++++ SOURCE PASSAGE ++++

Members of Northam's party have called for him to resign over this scandal

Virginia Democratic Gov. Ralph Northam's racist yearbook photo was leaked to the media by a former classmate angry about his apparent endorsement of infanticide, the Washington Post reported Sunday.

What endorsement of infanticide?

On Wednesday morning, Northam went on WTOP-FM to defend a Virginia abortion bill that would allow for abortions up until the moment of birth — including, according to the delegate who introduced the bill, during labor. Northam took that position even further.

During the course of the interview, Northam suggested a scenario in which an infant was delivered, "kept comfortable," and "resuscitated if that's what the mother and the family desired." Then, after all of that, he said "a discussion would ensue between the physicians and the mother."

What about the yearbook photo?

On Friday, the website Big League Politics published Northam's page from his medical school yearbook. In one of the pictures on his page, a man in black face stands next to someone in a Ku Klux Klan hood.

Northam initially apologized for the photo and admitted that he was one of the two people pictured. The next day, he backtracked and claimed he was not in the photo at all. He said he was calling former classmates in order to "jog their memories" about the incident. Then he said that he was sure he wasn't in the photo, because he distinctly remembered wearing blackface as part of a Michael Jackson costume at another party. He also held a bizarre news conference on this scandal during the course of which he considered moonwalking before his wife stopped him.

Despite repeated calls from members of his own party for him to resign, Northam is determined to stay in office.

What does this new report say?

Patrick Howley, the editor in chief of Big League Politics, told the Post that "[a] concerned citizen, not a political opponent, came to us and pointed this [the yearbook page] out."

Two other employees of that organization, though, were more forthcoming with the Post, albeit under the condition of anonymity. "The revelations about Ralph Northam's racist past were absolutely driven by his medical school classmate's anger over his recent very public support for infanticide," one of these sources confirmed.

++++ EXTRACTED INFORMATION ++++

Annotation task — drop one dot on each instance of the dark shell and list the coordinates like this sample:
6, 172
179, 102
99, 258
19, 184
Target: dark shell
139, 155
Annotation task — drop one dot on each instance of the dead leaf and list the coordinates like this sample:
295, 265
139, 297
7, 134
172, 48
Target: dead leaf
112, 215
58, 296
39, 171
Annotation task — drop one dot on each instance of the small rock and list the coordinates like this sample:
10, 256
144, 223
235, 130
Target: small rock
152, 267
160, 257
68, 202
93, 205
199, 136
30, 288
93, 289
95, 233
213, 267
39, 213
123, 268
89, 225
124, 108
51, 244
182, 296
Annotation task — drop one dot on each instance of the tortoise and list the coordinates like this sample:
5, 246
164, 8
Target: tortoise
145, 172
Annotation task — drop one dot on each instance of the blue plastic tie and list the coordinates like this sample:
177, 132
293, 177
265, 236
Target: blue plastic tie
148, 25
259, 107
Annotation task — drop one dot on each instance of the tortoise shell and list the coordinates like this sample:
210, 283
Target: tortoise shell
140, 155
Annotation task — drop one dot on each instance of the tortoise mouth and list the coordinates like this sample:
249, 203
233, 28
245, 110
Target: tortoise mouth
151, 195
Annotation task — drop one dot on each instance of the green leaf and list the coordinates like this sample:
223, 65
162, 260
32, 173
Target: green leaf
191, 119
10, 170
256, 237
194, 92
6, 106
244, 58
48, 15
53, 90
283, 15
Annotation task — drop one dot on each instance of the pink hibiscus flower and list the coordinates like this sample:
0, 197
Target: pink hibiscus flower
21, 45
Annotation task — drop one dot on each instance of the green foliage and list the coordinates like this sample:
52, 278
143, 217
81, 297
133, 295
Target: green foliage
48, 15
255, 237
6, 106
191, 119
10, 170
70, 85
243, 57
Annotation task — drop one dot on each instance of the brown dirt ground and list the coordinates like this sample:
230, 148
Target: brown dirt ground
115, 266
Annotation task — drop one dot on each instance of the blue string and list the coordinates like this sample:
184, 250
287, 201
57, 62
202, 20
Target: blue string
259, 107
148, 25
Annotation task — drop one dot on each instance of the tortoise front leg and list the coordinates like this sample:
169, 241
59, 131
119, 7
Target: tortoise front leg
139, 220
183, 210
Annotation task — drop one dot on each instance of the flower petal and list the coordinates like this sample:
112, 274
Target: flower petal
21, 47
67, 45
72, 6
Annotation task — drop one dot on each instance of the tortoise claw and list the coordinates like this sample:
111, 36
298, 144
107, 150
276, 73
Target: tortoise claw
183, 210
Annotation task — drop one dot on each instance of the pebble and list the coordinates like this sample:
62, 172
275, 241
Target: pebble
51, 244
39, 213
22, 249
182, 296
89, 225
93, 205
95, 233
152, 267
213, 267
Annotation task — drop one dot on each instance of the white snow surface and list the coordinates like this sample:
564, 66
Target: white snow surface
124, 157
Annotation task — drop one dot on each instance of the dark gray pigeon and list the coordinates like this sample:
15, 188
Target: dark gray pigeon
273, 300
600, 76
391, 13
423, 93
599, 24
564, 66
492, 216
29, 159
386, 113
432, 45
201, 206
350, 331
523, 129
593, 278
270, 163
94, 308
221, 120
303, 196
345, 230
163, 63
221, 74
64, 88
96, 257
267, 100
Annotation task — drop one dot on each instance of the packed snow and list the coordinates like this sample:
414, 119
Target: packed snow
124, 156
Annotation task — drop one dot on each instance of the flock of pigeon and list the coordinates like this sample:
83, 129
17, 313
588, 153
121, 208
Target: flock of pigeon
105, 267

++++

TASK 1:
From the Northam article, give again the passage starting with "What about the" and going on through "wife stopped him.".
TASK 2:
Answer these questions from the Northam article.
(a) On which radio station did Northam defend the Virginia abortion bill?
(b) Which website published Northam's page from his medical school yearbook?
(c) Northam said he wore blackface at another party as part of what costume?

RESPONSE AREA 1:
What about the yearbook photo?

On Friday, the website Big League Politics published Northam's page from his medical school yearbook. In one of the pictures on his page, a man in black face stands next to someone in a Ku Klux Klan hood.

Northam initially apologized for the photo and admitted that he was one of the two people pictured. The next day, he backtracked and claimed he was not in the photo at all. He said he was calling former classmates in order to "jog their memories" about the incident. Then he said that he was sure he wasn't in the photo, because he distinctly remembered wearing blackface as part of a Michael Jackson costume at another party. He also held a bizarre news conference on this scandal during the course of which he considered moonwalking before his wife stopped him.

RESPONSE AREA 2:
(a) WTOP-FM
(b) Big League Politics
(c) A Michael Jackson costume